*Texte proposé*.
La mise en place d'évaluations diagnostiques des élèves de CP et de 6è apparaît comme une nouvelle surprise en cette période de rentrée scolaire. S'il est clair que l'évaluation est indissociable de l'enseignement, la généralisation de ce dispositif émergeant sans prendre en compte les contextes spécifiques de chaque école nous alerte fortement et le SI.EN UNSA a jugé bon de s'adresser au ministre.
Dès la prise en charge de vos fonctions, vous avez affirmé votre volonté de bâtir l’École de la confiance. Notre organisation syndicale a immédiatement soutenu votre démarche qui est, à notre sens, la seule compatible avec les enjeux auxquels le service public d’éducation doit faire face.
Par la suite, plusieurs mesures que vous avez initiées nous ont inquiétés et nous ne nous en sommes pas cachés. Cependant, vous avez su nous convaincre de votre volonté de maintenir votre cap initial en apportant des assouplissements ou des précisions qui nous ont rassurés.

*Exercice 1*.
Recopiez fidèlement le passage du texte sur les évaluations diagnostiques qui commence par « La mise en place » et se poursuit jusqu'à « s'adresser au ministre. ».
*Exercice 2*.
Prolongez le texte sur les évaluations diagnostiques en rédigeant la partie qui suit sa dernière phrase.
Le matériel ci-après est indépendant du texte sur les évaluations diagnostiques.

*Données disponibles*.

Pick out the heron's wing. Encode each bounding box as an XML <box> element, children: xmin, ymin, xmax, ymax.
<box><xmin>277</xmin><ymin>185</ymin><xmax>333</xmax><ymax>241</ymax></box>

*Corrigé 1*.
La mise en place d'évaluations diagnostiques des élèves de CP et de 6è apparaît comme une nouvelle surprise en cette période de rentrée scolaire. S'il est clair que l'évaluation est indissociable de l'enseignement, la généralisation de ce dispositif émergeant sans prendre en compte les contextes spécifiques de chaque école nous alerte fortement et le SI.EN UNSA a jugé bon de s'adresser au ministre.

*Corrigé 2*.
Il n’en demeure pas moins que des décisions comme la possibilité de revenir à la semaine de quatre jours, la remise en cause partielle du dispositif « plus de maîtres que de classe », ou encore la suppression de nombreux emplois aidés, sont autant d’occasions d’introduire du trouble dans le milieu éducatif qui n’a pourtant guère besoin de cela…
Dans le contexte difficile d’une rentrée scolaire où l’ambition est plus aisément perceptible que les moyens d’atteindre les objectifs fixés, l’ajout en dernière minute d’une nouvelle contrainte relative à l’évaluation introduit une forte perturbation.
Les inspecteurs sont, certes, les premiers à affirmer que l’évaluation est indissociable de l’enseignement et qu’il n’y a aucune raison d’en craindre des effets négatifs, dès lors que ses conditions de mise en œuvre sont bien maîtrisées. Il semble donc tout à fait judicieux de proposer aux enseignants des outils d’évaluation diagnostique de leurs élèves et la centration sur le CP et la 6e peut s’entendre, même si elle apparaît comme discutable. En revanche, imposer à tous les enseignants de faire appel dès cette rentrée à un outil encore imparfait revient à prendre le risque de rallumer une querelle dont nous avons déjà vécu les effets dévastateurs il y a quelques années.
Bien sûr, l’analyse des résultats d’une évaluation standardisée peut faciliter la mise en place d’un pilotage pédagogique de proximité pour les inspecteurs, mais elle peut aussi conduire à de regrettables dérives qui mettent les enseignants en concurrence au lieu de les aider à mutualiser des solutions.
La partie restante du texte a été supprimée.